Referring expression data:
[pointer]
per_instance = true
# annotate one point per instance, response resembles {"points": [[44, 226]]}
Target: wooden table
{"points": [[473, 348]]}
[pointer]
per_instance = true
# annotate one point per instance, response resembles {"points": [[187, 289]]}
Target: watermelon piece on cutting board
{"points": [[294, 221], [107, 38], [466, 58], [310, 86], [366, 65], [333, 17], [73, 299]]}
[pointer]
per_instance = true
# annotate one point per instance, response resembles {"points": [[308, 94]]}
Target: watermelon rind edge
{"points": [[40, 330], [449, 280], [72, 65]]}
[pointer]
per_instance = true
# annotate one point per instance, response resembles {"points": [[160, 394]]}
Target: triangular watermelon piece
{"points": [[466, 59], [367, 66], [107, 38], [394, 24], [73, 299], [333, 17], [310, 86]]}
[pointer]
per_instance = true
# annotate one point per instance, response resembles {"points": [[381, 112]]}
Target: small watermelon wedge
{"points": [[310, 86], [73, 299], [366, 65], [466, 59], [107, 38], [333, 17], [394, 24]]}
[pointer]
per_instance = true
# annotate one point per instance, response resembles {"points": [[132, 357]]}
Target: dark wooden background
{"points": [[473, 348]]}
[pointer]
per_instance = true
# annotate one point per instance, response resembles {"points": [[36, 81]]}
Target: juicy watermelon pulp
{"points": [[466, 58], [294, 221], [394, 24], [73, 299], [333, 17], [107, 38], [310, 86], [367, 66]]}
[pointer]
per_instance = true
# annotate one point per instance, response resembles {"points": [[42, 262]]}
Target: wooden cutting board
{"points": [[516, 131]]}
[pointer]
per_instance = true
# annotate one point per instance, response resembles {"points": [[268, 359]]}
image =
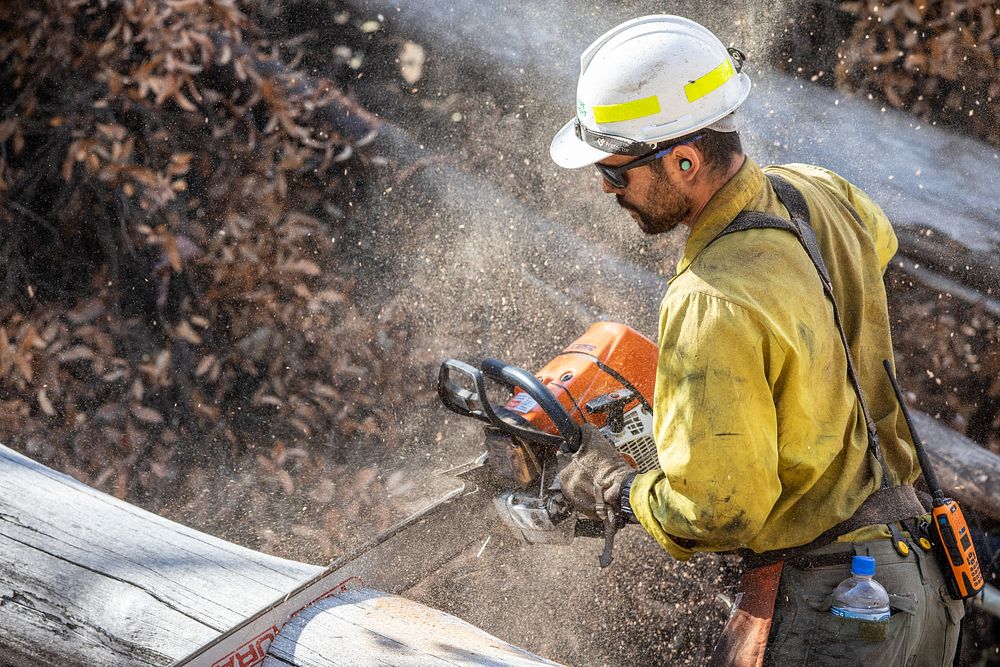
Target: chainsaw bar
{"points": [[439, 531]]}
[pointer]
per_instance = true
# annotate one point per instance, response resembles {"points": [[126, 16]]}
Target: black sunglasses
{"points": [[616, 175]]}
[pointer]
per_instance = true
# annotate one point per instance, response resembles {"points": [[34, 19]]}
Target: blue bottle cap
{"points": [[864, 565]]}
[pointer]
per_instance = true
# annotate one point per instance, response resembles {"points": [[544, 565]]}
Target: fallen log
{"points": [[86, 579], [965, 470]]}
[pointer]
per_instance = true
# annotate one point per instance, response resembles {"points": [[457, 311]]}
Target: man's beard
{"points": [[661, 216]]}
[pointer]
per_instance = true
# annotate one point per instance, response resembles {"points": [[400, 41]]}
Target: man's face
{"points": [[652, 195]]}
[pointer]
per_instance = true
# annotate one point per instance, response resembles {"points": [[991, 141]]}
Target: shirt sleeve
{"points": [[871, 215], [715, 427]]}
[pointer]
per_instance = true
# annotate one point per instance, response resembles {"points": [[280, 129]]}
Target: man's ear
{"points": [[687, 161]]}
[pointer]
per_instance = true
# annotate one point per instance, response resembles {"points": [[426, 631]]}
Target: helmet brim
{"points": [[569, 152]]}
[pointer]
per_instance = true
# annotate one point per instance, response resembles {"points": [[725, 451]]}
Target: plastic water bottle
{"points": [[860, 596]]}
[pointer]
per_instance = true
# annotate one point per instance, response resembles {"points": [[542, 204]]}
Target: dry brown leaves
{"points": [[948, 355], [176, 318], [939, 60]]}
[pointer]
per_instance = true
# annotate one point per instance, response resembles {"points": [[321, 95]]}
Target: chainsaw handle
{"points": [[569, 437]]}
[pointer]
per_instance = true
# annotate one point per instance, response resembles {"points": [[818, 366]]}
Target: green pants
{"points": [[922, 631]]}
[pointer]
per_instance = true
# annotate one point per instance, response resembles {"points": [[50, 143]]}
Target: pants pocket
{"points": [[850, 641], [955, 612]]}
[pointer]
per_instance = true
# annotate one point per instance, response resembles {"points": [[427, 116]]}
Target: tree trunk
{"points": [[86, 579]]}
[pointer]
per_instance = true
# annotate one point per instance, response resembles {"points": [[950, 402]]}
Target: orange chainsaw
{"points": [[604, 378]]}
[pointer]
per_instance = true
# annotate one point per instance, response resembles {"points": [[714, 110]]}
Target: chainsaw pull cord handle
{"points": [[517, 378]]}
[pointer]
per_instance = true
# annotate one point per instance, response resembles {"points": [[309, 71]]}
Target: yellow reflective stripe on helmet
{"points": [[703, 85], [614, 113]]}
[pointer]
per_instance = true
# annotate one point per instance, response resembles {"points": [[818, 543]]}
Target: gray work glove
{"points": [[592, 479]]}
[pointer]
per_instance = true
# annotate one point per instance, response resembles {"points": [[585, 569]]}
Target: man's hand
{"points": [[593, 478]]}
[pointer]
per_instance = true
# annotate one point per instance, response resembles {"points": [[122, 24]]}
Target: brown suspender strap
{"points": [[798, 211], [744, 639], [885, 505]]}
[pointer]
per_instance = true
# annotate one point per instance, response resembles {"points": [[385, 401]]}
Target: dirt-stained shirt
{"points": [[761, 440]]}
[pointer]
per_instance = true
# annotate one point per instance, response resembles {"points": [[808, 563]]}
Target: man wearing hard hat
{"points": [[778, 432]]}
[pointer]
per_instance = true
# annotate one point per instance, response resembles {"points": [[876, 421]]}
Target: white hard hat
{"points": [[647, 81]]}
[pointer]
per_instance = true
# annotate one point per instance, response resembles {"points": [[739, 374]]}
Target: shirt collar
{"points": [[744, 187]]}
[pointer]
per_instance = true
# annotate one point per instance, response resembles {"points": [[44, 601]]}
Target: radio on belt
{"points": [[949, 536]]}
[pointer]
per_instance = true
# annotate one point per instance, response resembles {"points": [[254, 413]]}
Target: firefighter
{"points": [[778, 437]]}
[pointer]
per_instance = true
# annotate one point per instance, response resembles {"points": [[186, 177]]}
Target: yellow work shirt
{"points": [[761, 440]]}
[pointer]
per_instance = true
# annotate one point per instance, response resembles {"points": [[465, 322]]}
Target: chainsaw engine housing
{"points": [[604, 378]]}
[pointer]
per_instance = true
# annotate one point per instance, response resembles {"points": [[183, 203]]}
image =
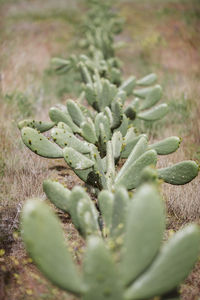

• **TASK INSTRUCTIONS**:
Output exactly the lines from the one that has "Target: yellow work shirt" through the end of the data. Do not include pictures.

• **EXERCISE SOLUTION**:
Target: yellow work shirt
{"points": [[761, 440]]}
[pointer]
per_instance = true
# annotate one point per instance, response resembles {"points": [[465, 322]]}
Target: chainsaw engine housing
{"points": [[604, 378]]}
[pointer]
per_instance = true
# annotate one point per instance, response resembles {"points": [[183, 203]]}
image =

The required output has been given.